[START OF PROVIDED PASSAGE]
1. These are revision cases preferred against the orders of the Tribunal that the Anakapalle Co-operative Marketing Society, the petitioner herein, is liable to sales tax on the turnovers of Rs. 19,21,580-6-4 and Rs. 13,11,188-5-2 for the years of assessment 1950-51 and 1951-52 respectively. There is no dispute about the turnovers as assessed ; but the legality of the levy is in question. The question arises this way.
2. The Anakapalle Co-operative Marketing Society consists of over 1,000 jaggery producing ryots as members. It was registered under the Co-operative Societies Act and it held a licence as commission agent under Section 8 of the Madras General Sales Tax Act. The members of the society, who produced jaggery from the sugarcane grown by them in their own lands or in their leasehold lands, effected sales of jaggery through the agency of the society and received the price less an agreed commission payable to the society on the sale price. While so, in October, 1950, the Government of India promulgated the Gur Control Order fixing the maximum price at which Gur could be sold in the different States. The prices fixed varied-from State to State. It so happened that the prices fixed for the sale of Gur at Anakapalle (then in the State of Madras) were somewhat lower than those fixed in the other States. This gave occasion for the society to sell jaggery at higher prices than fixed for the simple reason that there was demand for the jaggery from merchants at prices higher than the controlled price. To avoid detection of the contravention of the Gur Control Order in selling Gur at prices higher than the controlled price, the society maintained two sets of accounts-one a regular account and the other a clandestine account. The regular account showed as if the Gur was sold at controlled price and commission charged on the controlled price. But the clandestine account showed the excess in the sale price and the excess commission.
[END OF PROVIDED PASSAGE]
[START OF RECORDS SUPPLIED]
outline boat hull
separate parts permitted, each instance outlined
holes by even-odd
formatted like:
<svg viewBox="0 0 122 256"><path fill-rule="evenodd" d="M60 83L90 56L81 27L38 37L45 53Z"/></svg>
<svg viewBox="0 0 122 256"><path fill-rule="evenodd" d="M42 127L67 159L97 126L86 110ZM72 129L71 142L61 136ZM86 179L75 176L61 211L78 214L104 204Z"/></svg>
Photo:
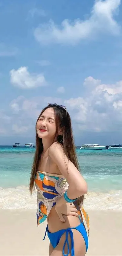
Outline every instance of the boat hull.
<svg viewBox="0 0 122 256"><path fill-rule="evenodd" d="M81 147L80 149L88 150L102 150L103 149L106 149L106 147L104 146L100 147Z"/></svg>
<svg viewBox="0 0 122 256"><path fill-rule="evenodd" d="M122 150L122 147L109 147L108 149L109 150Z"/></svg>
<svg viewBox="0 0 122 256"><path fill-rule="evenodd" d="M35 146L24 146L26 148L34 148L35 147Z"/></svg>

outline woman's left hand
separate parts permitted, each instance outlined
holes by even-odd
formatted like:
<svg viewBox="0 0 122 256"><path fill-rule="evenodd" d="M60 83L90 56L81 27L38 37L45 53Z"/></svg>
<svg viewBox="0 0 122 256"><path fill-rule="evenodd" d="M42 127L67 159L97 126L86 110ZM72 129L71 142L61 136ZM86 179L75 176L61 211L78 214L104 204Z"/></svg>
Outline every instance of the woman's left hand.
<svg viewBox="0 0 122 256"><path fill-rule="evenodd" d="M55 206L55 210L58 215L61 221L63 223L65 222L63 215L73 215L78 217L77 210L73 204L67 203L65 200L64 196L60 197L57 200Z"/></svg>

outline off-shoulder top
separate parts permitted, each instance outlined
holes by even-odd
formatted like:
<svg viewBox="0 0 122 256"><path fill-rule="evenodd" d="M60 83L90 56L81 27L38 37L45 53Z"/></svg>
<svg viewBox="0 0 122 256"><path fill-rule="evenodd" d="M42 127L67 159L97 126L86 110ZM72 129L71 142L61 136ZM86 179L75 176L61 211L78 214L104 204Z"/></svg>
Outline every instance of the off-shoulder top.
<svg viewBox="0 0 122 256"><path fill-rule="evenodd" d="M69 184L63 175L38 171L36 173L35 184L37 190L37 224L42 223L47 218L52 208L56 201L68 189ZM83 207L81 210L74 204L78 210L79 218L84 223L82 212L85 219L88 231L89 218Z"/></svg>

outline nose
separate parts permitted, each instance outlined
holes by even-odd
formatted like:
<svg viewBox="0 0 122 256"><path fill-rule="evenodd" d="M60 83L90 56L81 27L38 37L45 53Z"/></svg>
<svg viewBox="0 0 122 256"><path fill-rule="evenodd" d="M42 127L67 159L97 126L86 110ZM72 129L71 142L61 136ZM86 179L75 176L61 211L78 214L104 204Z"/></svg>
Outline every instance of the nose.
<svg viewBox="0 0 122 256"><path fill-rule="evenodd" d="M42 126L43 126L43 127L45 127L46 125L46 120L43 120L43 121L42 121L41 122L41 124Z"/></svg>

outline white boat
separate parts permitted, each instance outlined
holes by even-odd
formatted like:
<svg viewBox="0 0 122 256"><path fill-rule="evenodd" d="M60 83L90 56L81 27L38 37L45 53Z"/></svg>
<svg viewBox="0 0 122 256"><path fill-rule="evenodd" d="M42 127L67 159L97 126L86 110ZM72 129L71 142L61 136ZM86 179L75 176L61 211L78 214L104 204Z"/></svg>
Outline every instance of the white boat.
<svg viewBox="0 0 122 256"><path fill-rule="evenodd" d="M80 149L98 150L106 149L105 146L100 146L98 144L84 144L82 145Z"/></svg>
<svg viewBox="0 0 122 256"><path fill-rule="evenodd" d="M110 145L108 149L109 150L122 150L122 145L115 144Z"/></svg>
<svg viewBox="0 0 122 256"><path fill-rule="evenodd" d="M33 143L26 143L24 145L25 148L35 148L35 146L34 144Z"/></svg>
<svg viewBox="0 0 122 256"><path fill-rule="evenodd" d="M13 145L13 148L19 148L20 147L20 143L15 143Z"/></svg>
[END OF RECORDS SUPPLIED]
TASK REQUIREMENTS:
1. Name every law or government order mentioned in the sales tax case text.
2. Write out the part of the sales tax case text starting at "1. These are" and ending at "arises this way.".
3. According to the sales tax case text, what did the society's clandestine account show?

ANSWERS TO EACH TASK:
1.
Co-operative Societies Act
Madras General Sales Tax Act
Gur Control Order

2.
1. These are revision cases preferred against the orders of the Tribunal that the Anakapalle Co-operative Marketing Society, the petitioner herein, is liable to sales tax on the turnovers of Rs. 19,21,580-6-4 and Rs. 13,11,188-5-2 for the years of assessment 1950-51 and 1951-52 respectively. There is no dispute about the turnovers as assessed ; but the legality of the levy is in question. The question arises this way.

3. It showed the excess in the sale price and the excess commission.